§ **Exercise**
Carry over everything in the listing below from the line containing "class is: clear" down to the line containing "[0, 0, 120, 34]", both ends included and the request lines kept, adding 130 to every bounding box coordinate. Reproduce only those lines.

Entries for bounding box labeling
○ ○ ○

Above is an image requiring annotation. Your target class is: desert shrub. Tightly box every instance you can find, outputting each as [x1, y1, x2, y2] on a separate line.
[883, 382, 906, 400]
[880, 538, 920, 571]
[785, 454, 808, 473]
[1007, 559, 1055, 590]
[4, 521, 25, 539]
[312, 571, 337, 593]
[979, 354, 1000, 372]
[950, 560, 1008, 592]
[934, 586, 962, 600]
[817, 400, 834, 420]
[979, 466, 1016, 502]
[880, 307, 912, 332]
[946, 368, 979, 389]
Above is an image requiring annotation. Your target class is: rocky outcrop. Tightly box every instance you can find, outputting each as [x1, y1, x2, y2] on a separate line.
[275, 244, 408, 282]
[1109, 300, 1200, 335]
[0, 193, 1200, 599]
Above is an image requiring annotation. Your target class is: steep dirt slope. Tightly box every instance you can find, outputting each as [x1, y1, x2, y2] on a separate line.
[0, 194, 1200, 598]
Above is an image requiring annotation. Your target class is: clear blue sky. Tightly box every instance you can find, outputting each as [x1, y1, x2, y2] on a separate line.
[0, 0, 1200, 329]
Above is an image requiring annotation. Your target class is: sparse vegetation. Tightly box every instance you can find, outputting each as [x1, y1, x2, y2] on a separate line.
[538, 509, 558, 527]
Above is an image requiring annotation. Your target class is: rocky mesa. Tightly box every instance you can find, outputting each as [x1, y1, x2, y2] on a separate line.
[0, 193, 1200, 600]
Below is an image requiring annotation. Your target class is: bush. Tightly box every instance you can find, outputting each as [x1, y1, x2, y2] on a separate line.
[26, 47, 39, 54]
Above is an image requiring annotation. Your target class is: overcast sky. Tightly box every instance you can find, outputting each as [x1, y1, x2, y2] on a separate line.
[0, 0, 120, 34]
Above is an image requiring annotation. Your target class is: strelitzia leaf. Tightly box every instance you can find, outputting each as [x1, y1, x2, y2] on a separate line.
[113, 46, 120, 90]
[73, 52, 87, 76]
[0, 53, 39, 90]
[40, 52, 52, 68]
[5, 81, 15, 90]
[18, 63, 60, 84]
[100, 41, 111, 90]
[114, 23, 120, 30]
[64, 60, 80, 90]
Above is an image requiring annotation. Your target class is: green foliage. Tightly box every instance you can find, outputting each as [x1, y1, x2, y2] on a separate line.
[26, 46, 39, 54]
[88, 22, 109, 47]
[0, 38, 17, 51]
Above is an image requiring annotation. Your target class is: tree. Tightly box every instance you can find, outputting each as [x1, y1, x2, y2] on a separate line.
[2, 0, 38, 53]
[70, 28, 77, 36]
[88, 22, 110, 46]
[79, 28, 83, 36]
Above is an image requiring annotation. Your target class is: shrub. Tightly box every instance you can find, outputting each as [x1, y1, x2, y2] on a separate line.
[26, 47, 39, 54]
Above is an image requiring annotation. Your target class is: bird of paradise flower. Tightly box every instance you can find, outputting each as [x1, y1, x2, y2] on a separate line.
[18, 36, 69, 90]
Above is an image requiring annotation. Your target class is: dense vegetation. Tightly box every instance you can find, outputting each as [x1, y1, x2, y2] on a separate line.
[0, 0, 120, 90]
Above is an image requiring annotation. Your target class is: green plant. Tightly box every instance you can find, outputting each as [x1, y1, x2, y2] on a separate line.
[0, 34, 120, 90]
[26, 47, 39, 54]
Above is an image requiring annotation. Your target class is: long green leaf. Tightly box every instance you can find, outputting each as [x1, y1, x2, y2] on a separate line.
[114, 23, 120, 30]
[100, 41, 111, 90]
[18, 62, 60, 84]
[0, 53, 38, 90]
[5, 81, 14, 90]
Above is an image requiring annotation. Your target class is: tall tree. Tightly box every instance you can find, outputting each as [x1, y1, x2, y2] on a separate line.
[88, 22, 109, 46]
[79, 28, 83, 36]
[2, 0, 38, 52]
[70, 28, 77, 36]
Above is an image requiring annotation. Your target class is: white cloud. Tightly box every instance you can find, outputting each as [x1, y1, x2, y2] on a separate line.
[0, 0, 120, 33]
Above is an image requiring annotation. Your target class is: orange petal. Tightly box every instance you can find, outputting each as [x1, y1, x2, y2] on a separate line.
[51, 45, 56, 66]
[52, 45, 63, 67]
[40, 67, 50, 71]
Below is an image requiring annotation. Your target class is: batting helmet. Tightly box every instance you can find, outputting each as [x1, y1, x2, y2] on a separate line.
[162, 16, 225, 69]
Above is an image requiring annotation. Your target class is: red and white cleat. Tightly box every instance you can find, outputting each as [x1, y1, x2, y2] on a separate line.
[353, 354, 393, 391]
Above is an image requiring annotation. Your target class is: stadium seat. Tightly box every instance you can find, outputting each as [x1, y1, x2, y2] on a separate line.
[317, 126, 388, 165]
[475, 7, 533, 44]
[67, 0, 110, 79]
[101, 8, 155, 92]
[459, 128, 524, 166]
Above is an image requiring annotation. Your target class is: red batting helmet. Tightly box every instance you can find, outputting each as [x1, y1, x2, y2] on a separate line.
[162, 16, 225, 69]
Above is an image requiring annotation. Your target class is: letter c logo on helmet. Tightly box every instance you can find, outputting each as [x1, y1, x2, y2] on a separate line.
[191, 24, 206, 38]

○ ○ ○

§ **Answer for this exercise**
Above is an image requiring annotation. Your target class is: clear blue sky. Tightly box every instance you can find, outputting each as [x1, y1, x2, y2] on a separate line.
[130, 130, 1330, 459]
Above is an image requiring annotation. Your target class is: sparse vegetation. Tightly box every instance you can find, outputting each as [x1, y1, x2, y2] on a separate line.
[668, 639, 688, 657]
Above is an image requiring annotation. Your target class is: rocky mesa. Tightly box every instance you can find, outputting each as [x1, y1, x2, y2] on a separate line.
[130, 323, 1330, 730]
Below is an image requiring annotation. Your target class is: bush. Tightly box every instance you can find, outputting each as [x1, y1, x2, y2] on a separate line.
[156, 177, 169, 184]
Above is an image requiring annotation. Your target class is: overcast sky. Tightly box every instance you can find, outputting each as [x1, y1, x2, y2] on a separate line.
[130, 130, 250, 164]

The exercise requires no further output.